Go through the entries below and copy every line that holds the word "snout".

┌──

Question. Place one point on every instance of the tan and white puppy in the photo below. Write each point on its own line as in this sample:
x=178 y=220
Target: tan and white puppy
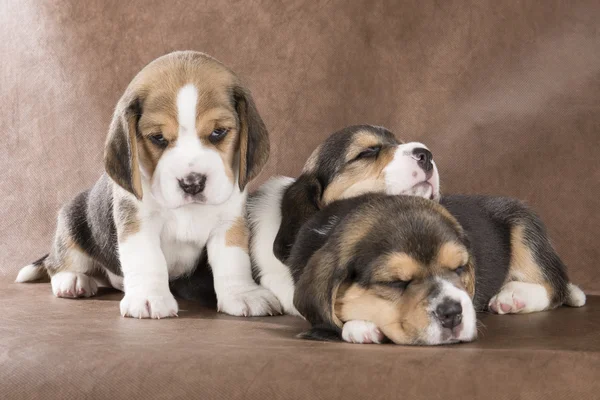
x=185 y=140
x=355 y=160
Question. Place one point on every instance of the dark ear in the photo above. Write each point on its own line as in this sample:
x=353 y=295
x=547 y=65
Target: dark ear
x=120 y=151
x=317 y=289
x=300 y=202
x=254 y=138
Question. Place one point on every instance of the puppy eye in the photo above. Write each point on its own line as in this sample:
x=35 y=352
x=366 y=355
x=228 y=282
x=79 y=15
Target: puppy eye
x=368 y=153
x=159 y=140
x=217 y=135
x=401 y=285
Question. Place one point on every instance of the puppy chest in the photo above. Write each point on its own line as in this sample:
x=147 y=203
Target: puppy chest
x=182 y=239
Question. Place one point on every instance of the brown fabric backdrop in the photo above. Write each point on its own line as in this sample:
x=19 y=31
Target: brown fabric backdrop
x=506 y=94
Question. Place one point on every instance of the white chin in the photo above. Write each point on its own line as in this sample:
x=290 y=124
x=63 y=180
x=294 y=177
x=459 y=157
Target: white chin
x=423 y=189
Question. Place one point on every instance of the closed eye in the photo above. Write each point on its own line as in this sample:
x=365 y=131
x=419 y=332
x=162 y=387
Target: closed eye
x=159 y=140
x=369 y=152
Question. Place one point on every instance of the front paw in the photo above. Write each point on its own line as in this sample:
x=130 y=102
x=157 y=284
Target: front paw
x=149 y=305
x=357 y=331
x=248 y=301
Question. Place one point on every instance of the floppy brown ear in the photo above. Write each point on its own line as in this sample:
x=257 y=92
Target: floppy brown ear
x=254 y=137
x=316 y=292
x=300 y=202
x=120 y=151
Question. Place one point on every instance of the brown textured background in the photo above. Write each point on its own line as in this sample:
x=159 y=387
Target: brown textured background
x=505 y=93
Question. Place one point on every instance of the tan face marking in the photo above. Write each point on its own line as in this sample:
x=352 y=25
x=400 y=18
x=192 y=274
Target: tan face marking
x=158 y=84
x=403 y=318
x=400 y=266
x=229 y=146
x=237 y=235
x=360 y=176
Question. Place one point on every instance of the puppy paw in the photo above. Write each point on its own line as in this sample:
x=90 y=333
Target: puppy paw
x=71 y=285
x=149 y=305
x=357 y=331
x=520 y=298
x=248 y=301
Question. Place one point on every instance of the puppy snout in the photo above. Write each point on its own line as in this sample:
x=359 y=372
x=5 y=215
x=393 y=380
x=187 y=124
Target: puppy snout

└──

FINAL ANSWER:
Question. Place one point on every instance of the puppy snout in the photo above. Write each point on its own line as in this sample:
Target: puppy snout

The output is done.